Referring expression data
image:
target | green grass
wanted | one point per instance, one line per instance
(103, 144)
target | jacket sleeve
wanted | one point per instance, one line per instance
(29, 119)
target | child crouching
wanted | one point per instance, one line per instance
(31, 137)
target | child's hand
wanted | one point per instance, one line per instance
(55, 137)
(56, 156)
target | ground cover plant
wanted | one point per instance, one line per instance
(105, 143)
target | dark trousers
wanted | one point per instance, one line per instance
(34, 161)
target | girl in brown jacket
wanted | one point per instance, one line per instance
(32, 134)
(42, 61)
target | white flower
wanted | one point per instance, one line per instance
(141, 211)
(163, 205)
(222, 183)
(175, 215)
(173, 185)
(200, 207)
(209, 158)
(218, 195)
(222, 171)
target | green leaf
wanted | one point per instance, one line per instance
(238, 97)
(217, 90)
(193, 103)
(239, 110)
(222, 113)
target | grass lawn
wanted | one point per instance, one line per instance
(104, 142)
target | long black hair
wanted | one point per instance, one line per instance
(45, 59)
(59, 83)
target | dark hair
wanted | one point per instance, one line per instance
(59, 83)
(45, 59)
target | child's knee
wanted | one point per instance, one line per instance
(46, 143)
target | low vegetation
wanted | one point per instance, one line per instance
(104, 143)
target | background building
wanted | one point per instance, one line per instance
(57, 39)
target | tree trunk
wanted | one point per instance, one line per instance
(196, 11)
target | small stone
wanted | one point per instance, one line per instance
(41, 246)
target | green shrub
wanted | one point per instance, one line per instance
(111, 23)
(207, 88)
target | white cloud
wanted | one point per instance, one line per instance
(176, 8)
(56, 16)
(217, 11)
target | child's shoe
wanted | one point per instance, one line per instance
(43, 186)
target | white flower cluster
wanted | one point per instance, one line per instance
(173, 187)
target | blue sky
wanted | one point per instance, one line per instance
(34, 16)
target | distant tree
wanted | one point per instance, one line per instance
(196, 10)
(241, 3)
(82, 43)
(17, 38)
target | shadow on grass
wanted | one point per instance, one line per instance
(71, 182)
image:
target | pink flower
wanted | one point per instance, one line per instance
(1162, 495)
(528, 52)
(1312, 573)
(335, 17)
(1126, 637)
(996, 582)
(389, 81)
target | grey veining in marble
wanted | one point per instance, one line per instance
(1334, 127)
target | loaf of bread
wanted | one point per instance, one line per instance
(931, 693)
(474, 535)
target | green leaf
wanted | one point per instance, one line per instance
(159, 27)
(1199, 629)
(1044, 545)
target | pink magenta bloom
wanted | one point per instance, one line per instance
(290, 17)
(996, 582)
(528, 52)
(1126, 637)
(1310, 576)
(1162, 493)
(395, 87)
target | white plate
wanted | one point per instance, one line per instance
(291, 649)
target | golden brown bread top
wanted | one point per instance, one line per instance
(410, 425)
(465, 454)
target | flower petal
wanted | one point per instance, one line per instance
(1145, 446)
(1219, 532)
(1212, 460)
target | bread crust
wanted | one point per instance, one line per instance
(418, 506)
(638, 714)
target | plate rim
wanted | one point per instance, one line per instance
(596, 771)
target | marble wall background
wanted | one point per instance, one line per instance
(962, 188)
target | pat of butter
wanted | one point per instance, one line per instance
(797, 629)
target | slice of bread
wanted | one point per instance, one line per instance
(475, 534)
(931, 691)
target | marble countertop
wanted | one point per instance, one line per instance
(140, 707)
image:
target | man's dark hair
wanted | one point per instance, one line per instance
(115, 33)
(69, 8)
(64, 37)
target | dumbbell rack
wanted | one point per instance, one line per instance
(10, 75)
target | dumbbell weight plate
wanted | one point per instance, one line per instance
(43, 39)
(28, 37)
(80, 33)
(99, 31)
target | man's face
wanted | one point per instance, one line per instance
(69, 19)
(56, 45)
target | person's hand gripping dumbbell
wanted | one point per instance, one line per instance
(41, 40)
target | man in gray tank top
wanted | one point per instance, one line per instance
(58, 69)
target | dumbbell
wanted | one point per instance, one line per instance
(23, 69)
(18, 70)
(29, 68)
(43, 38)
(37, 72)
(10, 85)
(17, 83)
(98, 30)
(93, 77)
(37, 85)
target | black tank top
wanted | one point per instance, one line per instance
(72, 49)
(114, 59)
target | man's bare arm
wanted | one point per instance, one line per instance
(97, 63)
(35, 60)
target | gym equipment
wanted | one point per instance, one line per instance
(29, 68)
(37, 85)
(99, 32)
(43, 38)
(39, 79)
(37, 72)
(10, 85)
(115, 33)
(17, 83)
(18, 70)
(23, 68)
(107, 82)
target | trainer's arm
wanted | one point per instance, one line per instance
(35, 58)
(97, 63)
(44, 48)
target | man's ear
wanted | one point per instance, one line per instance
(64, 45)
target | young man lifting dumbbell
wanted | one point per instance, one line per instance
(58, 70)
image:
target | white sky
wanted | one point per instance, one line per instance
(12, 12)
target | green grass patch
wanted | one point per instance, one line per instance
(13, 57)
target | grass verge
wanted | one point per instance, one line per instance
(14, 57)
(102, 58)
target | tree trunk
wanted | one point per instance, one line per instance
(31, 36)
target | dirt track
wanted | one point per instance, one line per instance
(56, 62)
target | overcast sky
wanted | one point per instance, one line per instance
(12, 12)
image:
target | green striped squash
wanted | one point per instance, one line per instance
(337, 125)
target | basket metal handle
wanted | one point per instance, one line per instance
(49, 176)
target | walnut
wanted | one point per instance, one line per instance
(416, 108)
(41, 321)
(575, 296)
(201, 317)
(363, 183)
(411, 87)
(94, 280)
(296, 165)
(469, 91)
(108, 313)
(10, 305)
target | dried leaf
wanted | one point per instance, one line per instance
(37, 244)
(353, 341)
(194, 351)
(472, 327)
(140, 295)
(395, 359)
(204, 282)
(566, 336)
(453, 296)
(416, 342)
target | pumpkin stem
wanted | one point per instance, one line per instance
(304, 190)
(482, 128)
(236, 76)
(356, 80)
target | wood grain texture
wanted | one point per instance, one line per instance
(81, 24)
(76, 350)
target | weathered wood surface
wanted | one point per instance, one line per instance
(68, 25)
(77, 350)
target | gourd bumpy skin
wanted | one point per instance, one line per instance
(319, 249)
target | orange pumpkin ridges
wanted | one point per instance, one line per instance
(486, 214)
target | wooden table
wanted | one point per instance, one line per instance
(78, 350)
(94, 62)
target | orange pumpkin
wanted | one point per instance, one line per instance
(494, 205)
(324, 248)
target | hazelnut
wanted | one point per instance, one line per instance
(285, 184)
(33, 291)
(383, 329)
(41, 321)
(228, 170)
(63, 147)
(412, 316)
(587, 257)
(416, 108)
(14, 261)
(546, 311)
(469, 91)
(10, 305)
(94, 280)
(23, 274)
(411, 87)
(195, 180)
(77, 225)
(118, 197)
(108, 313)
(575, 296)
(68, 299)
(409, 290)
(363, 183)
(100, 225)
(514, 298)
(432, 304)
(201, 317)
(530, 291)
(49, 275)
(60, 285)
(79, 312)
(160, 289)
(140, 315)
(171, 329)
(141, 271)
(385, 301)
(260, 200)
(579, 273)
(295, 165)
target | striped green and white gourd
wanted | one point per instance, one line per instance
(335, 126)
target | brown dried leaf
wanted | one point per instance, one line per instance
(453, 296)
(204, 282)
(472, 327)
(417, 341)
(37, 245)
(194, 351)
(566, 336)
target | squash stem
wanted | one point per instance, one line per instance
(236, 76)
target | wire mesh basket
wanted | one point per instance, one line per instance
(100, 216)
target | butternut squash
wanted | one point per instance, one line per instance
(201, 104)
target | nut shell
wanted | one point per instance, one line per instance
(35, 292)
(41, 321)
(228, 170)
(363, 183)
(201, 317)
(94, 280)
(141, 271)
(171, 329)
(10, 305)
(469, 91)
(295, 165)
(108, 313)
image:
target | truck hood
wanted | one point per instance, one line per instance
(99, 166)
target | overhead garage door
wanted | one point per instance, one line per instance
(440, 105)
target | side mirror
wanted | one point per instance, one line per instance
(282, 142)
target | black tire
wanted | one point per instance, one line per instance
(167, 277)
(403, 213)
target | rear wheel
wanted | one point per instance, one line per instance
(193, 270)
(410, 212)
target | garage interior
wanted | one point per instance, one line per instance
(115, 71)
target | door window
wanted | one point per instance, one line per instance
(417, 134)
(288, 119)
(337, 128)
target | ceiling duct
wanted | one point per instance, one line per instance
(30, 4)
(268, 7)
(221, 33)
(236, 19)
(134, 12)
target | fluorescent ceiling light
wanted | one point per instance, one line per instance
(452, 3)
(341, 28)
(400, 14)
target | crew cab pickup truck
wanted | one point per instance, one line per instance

Task statement >>
Please show every line of the records that holds the word "orange".

Answer to the exercise >>
target | orange pumpkin ridges
target | orange pumpkin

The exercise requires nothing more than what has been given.